__TEXTO EXTRAÍDO__.
No puedo explicar el asco con que recuerdo el recuerdo mismo, asco de unas sucias manos con dedos ennegrecidos y uñas mugrientas, aunque con esto me salvaba el hecho, por primera vez, de que fuera surdo, cualquier guitarrista entenderá el porqué.
Mucho tiempo no pude descifrar que sentía pero por fin lo veo con claridad; no es odio, ni enojo, es asco, frustración, ganas de arrancarme la piel a pedazos, cada centímetro de mi cuerpo que fue tocado por este… no sé bien como llamarlo.
Desde el principio fue molesto, con esa mirada tan inhumana, tan desagradable, irremediable y repugnante. Recuerdo bien aquella “sonrisa” (si he de prostituir el gesto) de estupidez y osadía que deliraba y resonaba en una única cabeza inconsciente de su pequeñez.
Me impresionaba de sobremanera como el lenguaje se podía utilizar de manera tan ruin, tan despreciable. Ninguna palabra de sabiduría salió alguna vez de esa boca, mas si recuerdo tantas historias “impresionadoras” tan poco creíbles como el hecho de que una persona así pudiera “ser músico”. Músico no era, ni será, eso está claro, mas siempre me duele el hecho de haber conocido a alguien que sea tan gran insulto a esta fuerza divina, porque claro, la música es fuerza.
Recuerdo es una palabra que he usado con reiteración y que seguiré utilizando, porque, lastimosamente, recuerdo.
No puedo explicar (ni siquiera a mi misma) como yo sobreviví; sobreviví a un demonio, una pesadilla que se hacía realidad cada día; por las mañanas, por las noches, y si, en la tarde era aún peor.

__EXTRACTO DE DATOS__.
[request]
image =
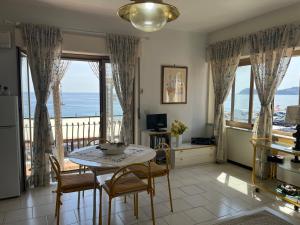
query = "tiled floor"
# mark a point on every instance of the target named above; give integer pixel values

__EJERCICIO PROPUESTO__.
Prolonga el texto extraído sobre un recuerdo que provoca asco, empezando justo después de su última oración. El listado no interviene para nada en esto.

__RESPUESTA__.
Llore infinitas veces cuando caminaba paralela a la línea del tren, dos veces por semana para ser exactos. El paisaje era apacible mas mi espíritu en ese momento… mi espíritu, mi ser, mi música, que dentro de mí era eminentemente sublime, se caía a pedazos; mi rostro desfigurado por las lágrimas hacía juego con mis manos y mis pies.
Es cierto, tengo suficiente contenido para escribir un libro (o dos), pero me parece que eso sería darle demasiado mérito a un pedazo de materia (puesto que puedo asegurar que esto no es un ser). Aunque podría aprovecharlo ni siquiera creo que sea merecedor de más de mis palabras, mucho menos de formar parte de una obra o composición de cualquier tipo.
He de admitir que cosas buenas ha dejado, y muchas. El poder saborear con amor el amor mismo, poder escuchar con los ojos cerrados, poder respirar más profundo que antes. Es cierto, una vez que uno ha conocido algo tan miserable es más fácil mirar a los ojos y encontrar lo divino en todo lo demás.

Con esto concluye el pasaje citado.